[Texte fourni]
--
La cruauté de l’apartheid

Le documentaire s’ouvre sur les différentes raisons qui les ont poussé à s’engager. Pour Zola Mazeko, « c’était le moyen le plus efficace de lutter contre le système ». Il avait pris sa décision après la projection, dans son école de cinéma, d’une vidéo sur les violences policières en Afrique du Sud. Pour Mac Maharaj, ancien dirigeant du MK, s’engager n’était pas une question de choix :  » Votre vie quotidienne était structurée de telle sorte que vous souffriez chaque jour de l’humiliation. Donc, ça allait de soi ». Quant à Dudu Msomi, l’une des plus jeunes recrues, le système lui paraissait si cruel qu’elle décida, à l’âge de 13 ans, de quitter sa famille sans savoir où elle allait.
--
[Données enregistrées]
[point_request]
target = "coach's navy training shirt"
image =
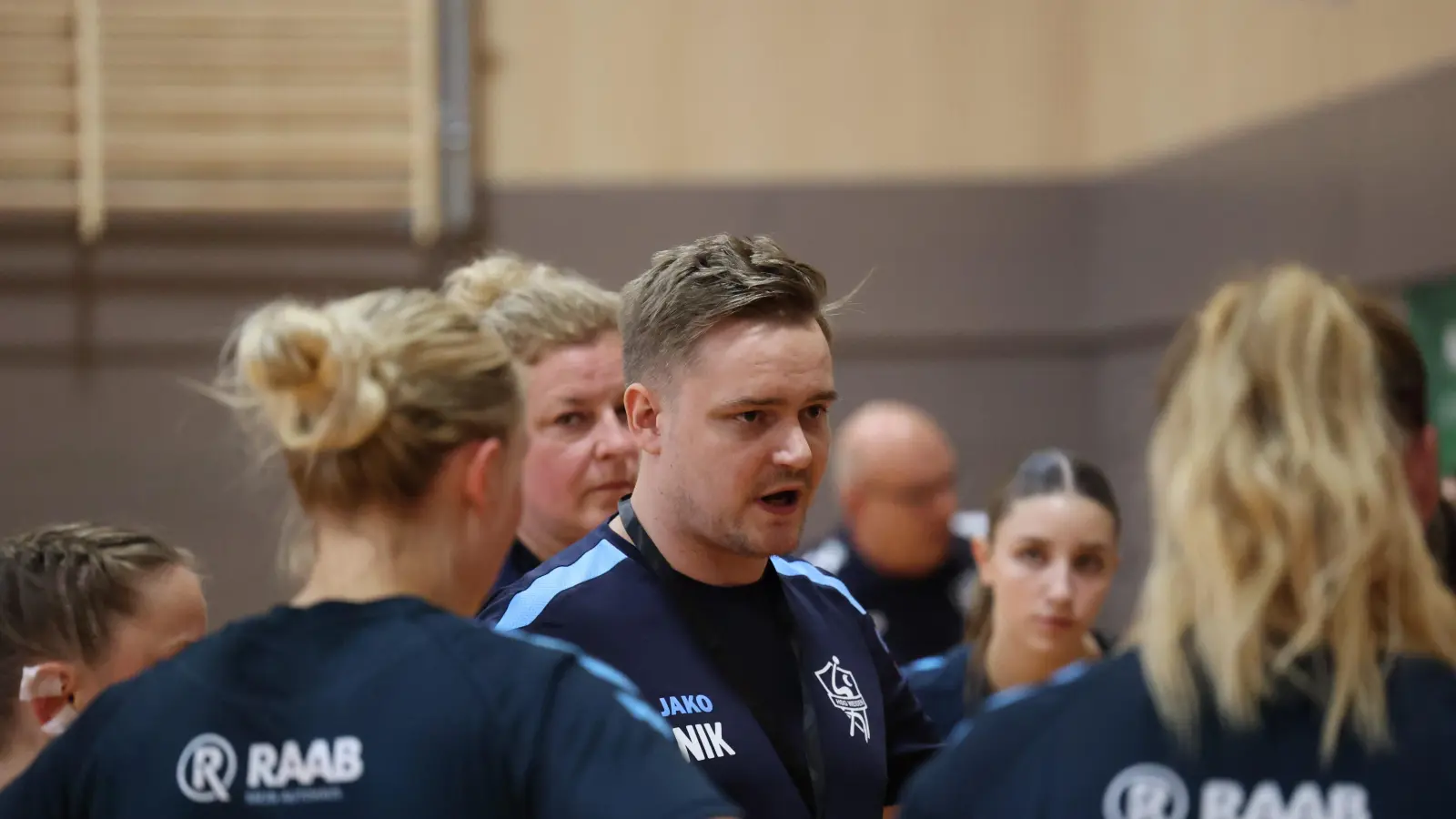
--
[Consigne A]
D'après le texte fourni, pourquoi s'engager n'était-il pas, pour Mac Maharaj, une question de choix ? Répondez en une à trois phrases.
[Consigne B]
Selon le texte fourni, à quel âge Dudu Msomi a-t-elle décidé de quitter sa famille ?
[Consigne C]
Reproduisez fidèlement le passage du texte fourni qui s'ouvre sur les mots contenant « La cruauté de » et se clôt sur « où elle allait. ».

[Réponse rédigée A]
Pour Mac Maharaj, la vie quotidienne était organisée de manière à faire subir chaque jour l'humiliation. L'engagement allait donc de soi.

[Réponse rédigée B]
À 13 ans.

[Réponse rédigée C]
La cruauté de l’apartheid

Le documentaire s’ouvre sur les différentes raisons qui les ont poussé à s’engager. Pour Zola Mazeko, « c’était le moyen le plus efficace de lutter contre le système ». Il avait pris sa décision après la projection, dans son école de cinéma, d’une vidéo sur les violences policières en Afrique du Sud. Pour Mac Maharaj, ancien dirigeant du MK, s’engager n’était pas une question de choix :  » Votre vie quotidienne était structurée de telle sorte que vous souffriez chaque jour de l’humiliation. Donc, ça allait de soi ». Quant à Dudu Msomi, l’une des plus jeunes recrues, le système lui paraissait si cruel qu’elle décida, à l’âge de 13 ans, de quitter sa famille sans savoir où elle allait.